The exercise ::
Gather each line in the records below that contains the string "Target" and copy those lines verbatim, one per line.

Records for the exercise ::
-- start --

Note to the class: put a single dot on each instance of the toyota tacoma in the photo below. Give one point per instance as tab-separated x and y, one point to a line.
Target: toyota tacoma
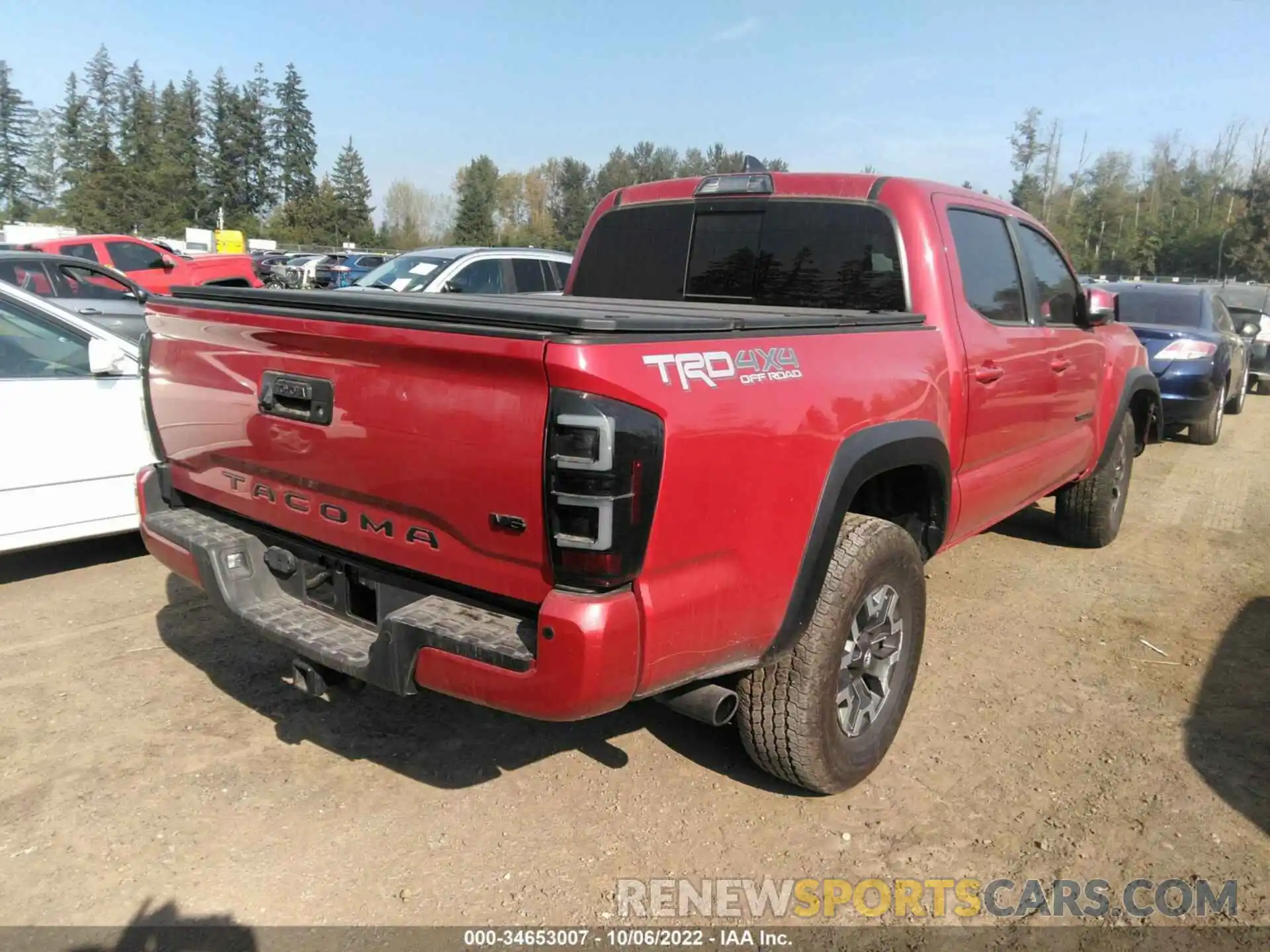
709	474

-- end --
-- start --

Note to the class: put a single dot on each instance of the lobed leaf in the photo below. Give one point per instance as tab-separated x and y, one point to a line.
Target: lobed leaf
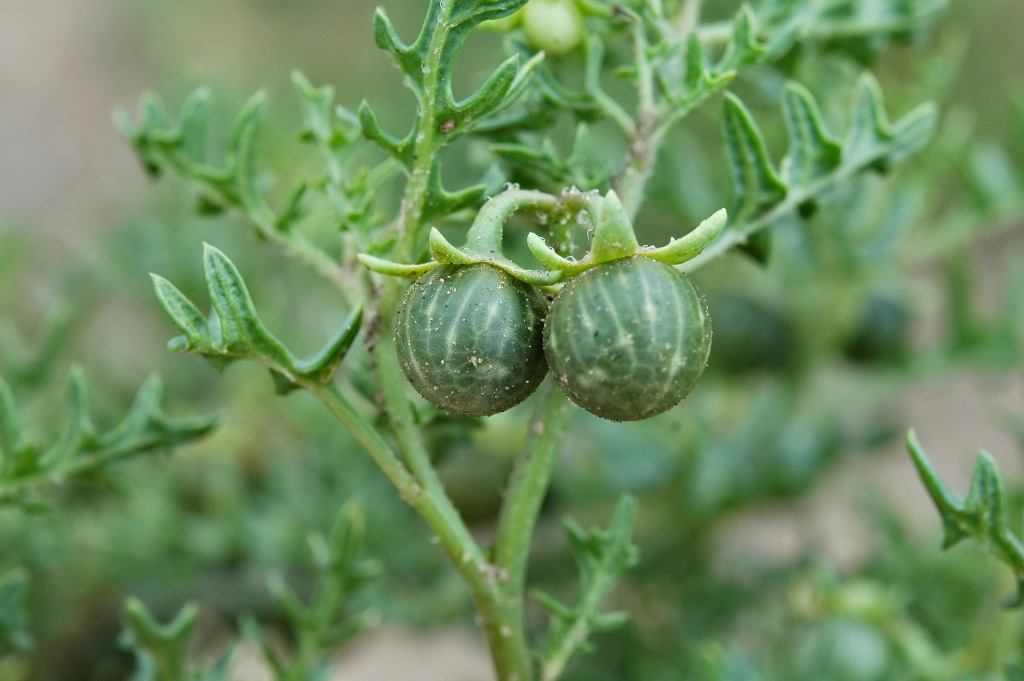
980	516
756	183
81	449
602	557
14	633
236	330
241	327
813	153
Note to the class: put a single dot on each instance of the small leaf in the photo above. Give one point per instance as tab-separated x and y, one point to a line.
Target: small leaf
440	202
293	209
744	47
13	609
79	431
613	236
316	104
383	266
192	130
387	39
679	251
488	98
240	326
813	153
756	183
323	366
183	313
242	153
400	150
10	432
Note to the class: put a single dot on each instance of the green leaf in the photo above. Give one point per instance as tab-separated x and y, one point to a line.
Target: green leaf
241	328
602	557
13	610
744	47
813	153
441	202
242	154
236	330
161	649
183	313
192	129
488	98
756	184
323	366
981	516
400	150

-- end --
-- start --

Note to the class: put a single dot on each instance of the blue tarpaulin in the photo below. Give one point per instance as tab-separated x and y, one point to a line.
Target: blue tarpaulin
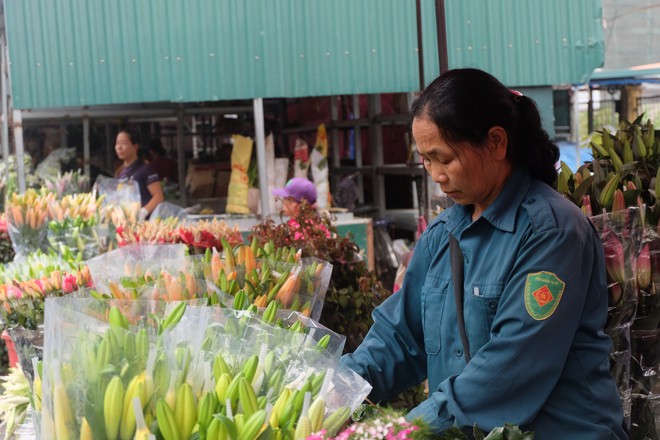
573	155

-- end --

Exercise solution ::
Target: toyota tacoma
Target: lobed leaf
Target: small leaf
Target: green leaf
Target: blue tarpaulin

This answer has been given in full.